> [Korte opdracht 1] Haal uit de lijst hieronder elke regel die de tekenreeks "altar" bevat, en neem die regels woordelijk over. Let op hoofdletters en kleine letters.

> [Aangeleverd fragment]
Filmjaar 2019
Van oude mannen, de dingen die voorbijgaan
Terwijl Portrait de la jeune fille en feu en Parasite de jaarlijstjes aanvoeren, doemt uit de films die de diverse Top 10s niet haalden een tegendraadse rode draad op: het afscheid van de babyboomer.
De jeugd roerde zich in 2019. Het afgelopen jaar kan de boeken in als het jaar van tiener-klimaatactivist Greta Thunberg, door Time Magazine uitgeroepen tot persoon van het jaar. Wereldwijd werd, zo leek het, meer geprotesteerd dan ooit, vaak met de jonge generatie in de voorhoede. Geen wonder dat online het pejoratief ‘Ok, boomer’ viraal ging, dat millennials rondslingerden richting elke kortzichtige babyboomer die hun generatie afdoet als luie, telefoonverslaafde nietsnutten.
Ondertussen kreeg de vertwijfeling van de babyboomer in de bioscoopzaal juist volop de ruimte. Want ja, 2019 was het jaar waarin het streven naar meer diversiteit gevolgen begon te krijgen. Het was ook het jaar waarin #MeToo niet alleen achter de schermen de filmindustrie veranderde, maar er ook in films op werd gereflecteerd. Soms heel expliciet, zoals in Midi Z’s Nina Wu, soms met een omweg, bijvoorbeeld in Céline Sciamma’s Portrait de la jeune fille en feu dat impliciet toont wat we al die decennia hebben gemist doordat we de female gaze negeerden. Sciamma’s film eindigde zowel in de jaarlijstjes van de Filmkrant-redactie als in het jaaroverzicht van de rubriek Filmsterren op de eerste plaats.

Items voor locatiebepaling

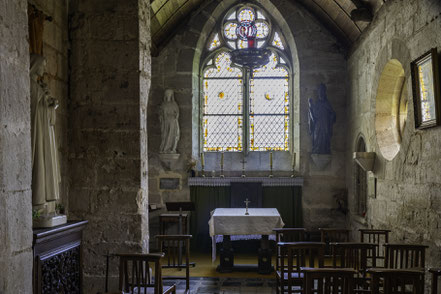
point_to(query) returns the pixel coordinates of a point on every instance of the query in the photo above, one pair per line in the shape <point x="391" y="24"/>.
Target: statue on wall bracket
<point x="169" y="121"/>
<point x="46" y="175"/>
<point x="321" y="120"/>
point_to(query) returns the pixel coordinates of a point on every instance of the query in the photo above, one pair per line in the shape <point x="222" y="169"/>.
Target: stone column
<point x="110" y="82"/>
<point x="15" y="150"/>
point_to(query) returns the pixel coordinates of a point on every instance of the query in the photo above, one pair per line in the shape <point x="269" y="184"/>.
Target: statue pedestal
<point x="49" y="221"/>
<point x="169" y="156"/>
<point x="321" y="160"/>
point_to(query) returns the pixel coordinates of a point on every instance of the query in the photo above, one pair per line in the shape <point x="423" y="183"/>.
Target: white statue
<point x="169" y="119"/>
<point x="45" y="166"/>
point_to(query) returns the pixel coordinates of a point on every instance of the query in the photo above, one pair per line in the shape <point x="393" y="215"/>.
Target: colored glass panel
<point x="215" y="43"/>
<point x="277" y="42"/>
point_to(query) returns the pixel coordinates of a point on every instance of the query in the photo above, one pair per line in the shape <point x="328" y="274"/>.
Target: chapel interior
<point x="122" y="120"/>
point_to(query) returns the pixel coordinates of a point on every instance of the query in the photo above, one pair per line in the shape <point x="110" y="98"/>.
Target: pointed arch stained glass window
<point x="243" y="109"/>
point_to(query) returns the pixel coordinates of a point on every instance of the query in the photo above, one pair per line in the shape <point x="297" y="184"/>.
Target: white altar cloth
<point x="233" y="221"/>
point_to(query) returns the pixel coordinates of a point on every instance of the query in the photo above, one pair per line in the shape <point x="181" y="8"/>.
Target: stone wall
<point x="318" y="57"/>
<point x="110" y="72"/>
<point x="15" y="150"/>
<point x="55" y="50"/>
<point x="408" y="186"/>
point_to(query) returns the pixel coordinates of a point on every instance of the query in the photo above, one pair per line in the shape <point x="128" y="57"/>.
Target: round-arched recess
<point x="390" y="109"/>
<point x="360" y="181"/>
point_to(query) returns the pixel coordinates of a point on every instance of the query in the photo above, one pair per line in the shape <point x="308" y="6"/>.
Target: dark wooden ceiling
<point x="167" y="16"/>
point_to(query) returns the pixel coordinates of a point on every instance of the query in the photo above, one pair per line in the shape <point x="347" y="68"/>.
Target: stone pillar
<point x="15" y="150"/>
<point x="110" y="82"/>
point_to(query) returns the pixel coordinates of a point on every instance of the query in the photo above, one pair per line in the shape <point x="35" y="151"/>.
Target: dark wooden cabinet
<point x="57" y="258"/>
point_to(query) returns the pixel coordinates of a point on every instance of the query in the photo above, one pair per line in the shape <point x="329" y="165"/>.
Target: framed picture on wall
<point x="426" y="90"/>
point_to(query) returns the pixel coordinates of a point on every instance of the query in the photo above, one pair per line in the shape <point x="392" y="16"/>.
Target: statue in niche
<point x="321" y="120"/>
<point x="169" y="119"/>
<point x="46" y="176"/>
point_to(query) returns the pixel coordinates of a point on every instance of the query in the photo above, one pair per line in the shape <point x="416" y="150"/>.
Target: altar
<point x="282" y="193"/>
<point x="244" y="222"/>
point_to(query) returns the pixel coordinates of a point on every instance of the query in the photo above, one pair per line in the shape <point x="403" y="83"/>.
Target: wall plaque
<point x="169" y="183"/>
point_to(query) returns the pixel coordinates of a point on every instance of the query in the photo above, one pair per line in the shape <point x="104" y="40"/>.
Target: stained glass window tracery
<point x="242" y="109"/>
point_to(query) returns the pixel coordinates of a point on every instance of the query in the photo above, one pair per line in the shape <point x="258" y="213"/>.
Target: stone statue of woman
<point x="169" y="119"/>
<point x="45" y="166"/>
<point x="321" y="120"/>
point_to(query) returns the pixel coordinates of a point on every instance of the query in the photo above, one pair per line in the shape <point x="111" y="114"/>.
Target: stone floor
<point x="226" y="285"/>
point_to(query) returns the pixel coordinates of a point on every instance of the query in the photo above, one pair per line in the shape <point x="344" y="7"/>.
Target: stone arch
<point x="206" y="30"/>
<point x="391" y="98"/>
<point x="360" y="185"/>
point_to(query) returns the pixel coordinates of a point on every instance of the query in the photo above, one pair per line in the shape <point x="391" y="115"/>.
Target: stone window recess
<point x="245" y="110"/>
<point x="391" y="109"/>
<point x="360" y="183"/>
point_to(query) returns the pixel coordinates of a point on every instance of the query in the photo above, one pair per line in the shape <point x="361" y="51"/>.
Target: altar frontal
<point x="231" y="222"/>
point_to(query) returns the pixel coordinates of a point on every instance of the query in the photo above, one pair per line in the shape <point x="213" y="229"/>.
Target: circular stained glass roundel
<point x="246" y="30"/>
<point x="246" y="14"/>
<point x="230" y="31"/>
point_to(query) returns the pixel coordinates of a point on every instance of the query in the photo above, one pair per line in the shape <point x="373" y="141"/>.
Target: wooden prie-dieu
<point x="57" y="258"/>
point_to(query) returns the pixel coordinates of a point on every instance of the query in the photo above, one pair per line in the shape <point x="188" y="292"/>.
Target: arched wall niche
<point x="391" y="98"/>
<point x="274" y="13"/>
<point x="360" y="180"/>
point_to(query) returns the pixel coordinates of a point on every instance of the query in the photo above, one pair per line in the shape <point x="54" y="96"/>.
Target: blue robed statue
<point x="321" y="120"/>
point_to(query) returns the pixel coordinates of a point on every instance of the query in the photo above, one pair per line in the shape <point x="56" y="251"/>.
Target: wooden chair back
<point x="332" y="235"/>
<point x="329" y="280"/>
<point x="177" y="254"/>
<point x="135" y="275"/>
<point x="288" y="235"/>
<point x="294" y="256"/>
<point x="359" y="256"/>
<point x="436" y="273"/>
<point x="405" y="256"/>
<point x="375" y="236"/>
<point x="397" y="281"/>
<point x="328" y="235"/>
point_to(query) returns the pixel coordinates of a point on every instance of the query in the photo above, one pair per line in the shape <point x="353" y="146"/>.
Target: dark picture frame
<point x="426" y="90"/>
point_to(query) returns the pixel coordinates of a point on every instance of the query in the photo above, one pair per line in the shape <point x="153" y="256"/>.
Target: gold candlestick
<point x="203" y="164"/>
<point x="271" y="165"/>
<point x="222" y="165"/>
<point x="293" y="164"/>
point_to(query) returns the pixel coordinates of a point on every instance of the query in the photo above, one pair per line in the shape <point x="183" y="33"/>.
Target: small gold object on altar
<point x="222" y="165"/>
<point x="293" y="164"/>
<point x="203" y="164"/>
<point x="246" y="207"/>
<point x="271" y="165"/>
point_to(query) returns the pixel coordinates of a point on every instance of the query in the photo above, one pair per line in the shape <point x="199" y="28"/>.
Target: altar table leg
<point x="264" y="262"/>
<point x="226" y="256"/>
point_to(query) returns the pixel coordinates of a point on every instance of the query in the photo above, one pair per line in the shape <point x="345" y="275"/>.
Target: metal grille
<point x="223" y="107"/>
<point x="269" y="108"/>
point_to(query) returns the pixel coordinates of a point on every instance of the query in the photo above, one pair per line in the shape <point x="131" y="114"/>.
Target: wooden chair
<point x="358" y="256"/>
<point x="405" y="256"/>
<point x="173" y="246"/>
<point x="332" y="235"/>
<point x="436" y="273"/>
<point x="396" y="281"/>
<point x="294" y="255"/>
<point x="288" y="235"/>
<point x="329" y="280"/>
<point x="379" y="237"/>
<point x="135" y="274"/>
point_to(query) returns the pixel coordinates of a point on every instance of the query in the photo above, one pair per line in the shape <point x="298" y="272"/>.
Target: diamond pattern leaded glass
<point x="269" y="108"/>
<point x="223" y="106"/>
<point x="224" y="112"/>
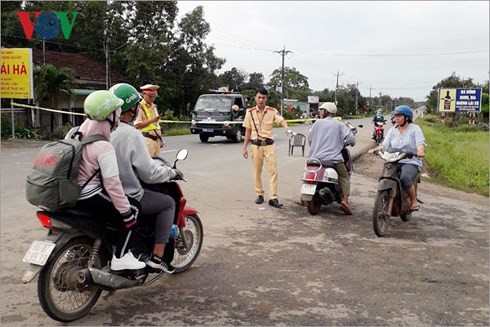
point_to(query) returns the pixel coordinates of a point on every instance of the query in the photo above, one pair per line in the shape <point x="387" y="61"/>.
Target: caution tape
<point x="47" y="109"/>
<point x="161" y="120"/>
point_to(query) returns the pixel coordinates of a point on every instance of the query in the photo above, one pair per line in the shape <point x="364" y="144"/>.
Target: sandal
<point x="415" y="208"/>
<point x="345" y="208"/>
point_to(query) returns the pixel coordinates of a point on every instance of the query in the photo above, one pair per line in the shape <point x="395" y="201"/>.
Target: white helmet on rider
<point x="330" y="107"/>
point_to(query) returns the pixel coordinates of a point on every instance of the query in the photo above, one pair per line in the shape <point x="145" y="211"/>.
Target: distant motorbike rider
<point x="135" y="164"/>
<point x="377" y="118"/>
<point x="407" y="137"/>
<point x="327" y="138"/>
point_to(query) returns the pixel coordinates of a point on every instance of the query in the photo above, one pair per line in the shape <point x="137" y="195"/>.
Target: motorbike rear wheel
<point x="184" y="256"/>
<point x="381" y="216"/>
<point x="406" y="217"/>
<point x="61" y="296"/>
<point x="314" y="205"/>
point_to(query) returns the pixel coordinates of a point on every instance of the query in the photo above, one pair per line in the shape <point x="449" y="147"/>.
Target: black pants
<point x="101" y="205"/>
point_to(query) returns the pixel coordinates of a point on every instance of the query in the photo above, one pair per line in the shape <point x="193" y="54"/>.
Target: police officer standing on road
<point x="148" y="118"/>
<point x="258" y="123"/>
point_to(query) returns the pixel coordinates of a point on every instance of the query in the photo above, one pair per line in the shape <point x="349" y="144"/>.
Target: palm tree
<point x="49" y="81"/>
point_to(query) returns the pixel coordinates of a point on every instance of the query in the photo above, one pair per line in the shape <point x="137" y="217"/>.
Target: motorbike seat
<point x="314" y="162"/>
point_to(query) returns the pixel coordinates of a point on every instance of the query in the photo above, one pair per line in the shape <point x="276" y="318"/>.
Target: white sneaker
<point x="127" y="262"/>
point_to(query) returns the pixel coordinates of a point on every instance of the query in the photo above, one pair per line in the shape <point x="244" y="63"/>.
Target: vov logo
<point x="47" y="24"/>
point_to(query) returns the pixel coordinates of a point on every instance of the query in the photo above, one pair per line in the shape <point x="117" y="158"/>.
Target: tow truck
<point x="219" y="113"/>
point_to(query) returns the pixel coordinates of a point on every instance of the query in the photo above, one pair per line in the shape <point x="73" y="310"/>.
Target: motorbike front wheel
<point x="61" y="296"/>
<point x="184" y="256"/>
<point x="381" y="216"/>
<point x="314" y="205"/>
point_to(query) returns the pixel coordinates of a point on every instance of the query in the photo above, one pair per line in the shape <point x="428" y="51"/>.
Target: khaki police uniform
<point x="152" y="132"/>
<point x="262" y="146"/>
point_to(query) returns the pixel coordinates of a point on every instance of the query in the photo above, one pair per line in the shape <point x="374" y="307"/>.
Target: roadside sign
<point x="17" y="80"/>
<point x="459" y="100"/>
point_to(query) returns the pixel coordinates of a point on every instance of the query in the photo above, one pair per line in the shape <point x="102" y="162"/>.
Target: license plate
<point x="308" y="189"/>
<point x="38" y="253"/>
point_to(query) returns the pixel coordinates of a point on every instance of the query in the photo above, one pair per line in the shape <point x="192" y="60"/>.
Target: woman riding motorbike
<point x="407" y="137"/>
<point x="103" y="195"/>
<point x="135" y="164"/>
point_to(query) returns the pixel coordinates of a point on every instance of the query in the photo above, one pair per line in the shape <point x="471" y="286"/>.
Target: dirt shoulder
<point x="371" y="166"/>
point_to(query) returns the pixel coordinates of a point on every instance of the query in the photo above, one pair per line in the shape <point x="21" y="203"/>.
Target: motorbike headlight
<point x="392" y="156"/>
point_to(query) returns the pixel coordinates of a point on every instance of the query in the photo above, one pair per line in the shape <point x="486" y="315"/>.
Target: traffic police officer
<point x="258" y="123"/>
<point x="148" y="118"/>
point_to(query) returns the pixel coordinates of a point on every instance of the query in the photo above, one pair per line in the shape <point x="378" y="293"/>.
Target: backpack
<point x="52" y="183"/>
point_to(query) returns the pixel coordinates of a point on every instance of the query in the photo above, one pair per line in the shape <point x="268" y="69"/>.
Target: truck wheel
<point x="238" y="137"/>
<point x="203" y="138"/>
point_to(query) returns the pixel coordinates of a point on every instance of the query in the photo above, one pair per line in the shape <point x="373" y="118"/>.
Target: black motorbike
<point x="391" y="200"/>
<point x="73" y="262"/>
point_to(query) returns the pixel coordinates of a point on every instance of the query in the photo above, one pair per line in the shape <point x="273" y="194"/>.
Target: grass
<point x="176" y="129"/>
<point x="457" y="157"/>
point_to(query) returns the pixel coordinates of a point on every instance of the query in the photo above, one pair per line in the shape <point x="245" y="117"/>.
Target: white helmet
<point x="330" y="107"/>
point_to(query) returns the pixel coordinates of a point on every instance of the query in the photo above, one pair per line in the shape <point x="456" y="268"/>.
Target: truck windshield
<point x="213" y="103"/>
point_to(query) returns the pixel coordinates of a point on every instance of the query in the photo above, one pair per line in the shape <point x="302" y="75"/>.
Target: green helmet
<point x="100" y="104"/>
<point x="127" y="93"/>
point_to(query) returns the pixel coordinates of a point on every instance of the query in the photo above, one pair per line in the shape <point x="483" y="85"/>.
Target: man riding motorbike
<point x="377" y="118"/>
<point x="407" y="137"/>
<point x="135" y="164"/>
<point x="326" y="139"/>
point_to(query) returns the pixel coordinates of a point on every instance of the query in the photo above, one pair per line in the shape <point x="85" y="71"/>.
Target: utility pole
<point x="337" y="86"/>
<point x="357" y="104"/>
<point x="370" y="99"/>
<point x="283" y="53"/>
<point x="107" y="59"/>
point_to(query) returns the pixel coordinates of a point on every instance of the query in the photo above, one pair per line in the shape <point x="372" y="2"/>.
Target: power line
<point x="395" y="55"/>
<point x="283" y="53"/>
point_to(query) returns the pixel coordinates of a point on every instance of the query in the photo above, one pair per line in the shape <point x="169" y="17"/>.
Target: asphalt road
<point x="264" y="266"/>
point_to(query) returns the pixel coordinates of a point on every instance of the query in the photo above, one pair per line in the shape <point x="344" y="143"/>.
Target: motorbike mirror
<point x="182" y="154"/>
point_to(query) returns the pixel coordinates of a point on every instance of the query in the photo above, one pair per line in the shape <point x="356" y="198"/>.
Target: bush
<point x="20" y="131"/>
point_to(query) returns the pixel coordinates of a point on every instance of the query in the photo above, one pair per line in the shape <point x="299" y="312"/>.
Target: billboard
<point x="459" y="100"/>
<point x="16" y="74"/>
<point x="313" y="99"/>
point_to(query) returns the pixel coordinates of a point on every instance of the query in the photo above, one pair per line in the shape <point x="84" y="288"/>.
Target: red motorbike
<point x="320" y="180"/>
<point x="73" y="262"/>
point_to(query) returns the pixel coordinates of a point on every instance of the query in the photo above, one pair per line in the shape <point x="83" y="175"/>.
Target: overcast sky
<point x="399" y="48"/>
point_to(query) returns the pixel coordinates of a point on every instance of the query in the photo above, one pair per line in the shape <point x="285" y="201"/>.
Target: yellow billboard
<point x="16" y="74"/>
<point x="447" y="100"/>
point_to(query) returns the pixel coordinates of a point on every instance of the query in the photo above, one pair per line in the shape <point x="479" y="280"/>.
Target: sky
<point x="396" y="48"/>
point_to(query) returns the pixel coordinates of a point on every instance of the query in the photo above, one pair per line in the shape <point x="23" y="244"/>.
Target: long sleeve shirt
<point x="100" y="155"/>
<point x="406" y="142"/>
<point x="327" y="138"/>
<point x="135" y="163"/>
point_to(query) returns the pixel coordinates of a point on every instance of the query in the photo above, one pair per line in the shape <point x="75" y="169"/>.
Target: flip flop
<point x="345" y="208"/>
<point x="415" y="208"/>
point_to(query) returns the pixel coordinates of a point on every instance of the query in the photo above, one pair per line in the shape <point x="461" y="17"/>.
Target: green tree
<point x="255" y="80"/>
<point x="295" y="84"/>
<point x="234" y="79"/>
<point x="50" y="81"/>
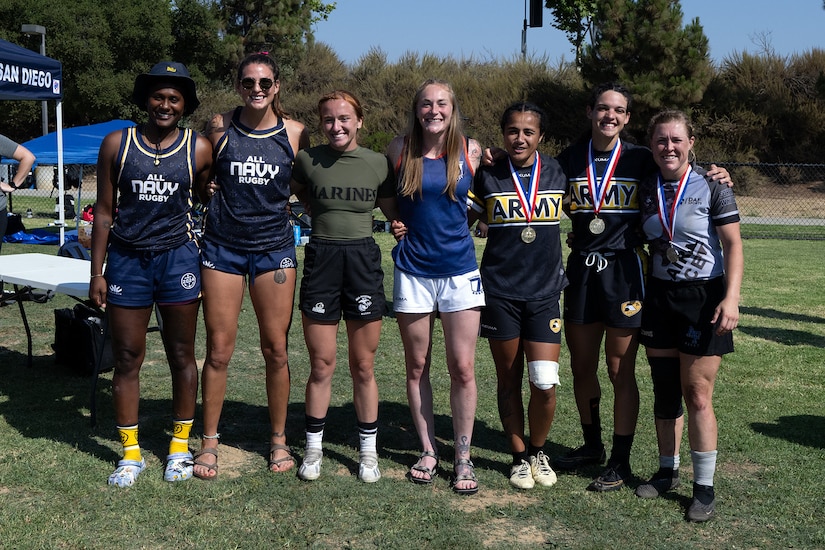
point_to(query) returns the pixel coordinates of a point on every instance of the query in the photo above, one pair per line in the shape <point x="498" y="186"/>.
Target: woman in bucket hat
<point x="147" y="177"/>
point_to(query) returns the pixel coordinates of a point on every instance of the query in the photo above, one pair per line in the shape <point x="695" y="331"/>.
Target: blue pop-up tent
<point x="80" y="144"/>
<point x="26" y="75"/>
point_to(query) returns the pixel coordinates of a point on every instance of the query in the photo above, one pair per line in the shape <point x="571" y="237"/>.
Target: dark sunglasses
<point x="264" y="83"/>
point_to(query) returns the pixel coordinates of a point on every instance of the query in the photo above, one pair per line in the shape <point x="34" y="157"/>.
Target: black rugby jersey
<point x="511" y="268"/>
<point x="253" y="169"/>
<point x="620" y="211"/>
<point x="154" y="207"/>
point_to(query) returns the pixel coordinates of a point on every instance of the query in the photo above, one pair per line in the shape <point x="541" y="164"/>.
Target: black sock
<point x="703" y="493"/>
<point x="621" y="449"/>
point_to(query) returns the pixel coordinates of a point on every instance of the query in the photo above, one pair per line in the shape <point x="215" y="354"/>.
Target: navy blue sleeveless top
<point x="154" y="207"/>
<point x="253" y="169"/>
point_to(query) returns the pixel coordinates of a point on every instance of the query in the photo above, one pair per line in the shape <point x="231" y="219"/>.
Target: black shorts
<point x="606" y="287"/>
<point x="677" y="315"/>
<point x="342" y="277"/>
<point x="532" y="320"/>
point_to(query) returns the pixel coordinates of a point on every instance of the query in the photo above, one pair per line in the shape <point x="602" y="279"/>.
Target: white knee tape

> [Korte opdracht 2] Welke film eindigde volgens het fragment hierboven zowel in de jaarlijstjes van de Filmkrant-redactie als in het jaaroverzicht van de rubriek Filmsterren op de eerste plaats?

> [Antwoord 1]
Target: white altar cloth
Target: altar
Target: altar frontal
Target: small gold object on altar
Target: altar table leg

> [Antwoord 2] Portrait de la jeune fille en feu van Céline Sciamma.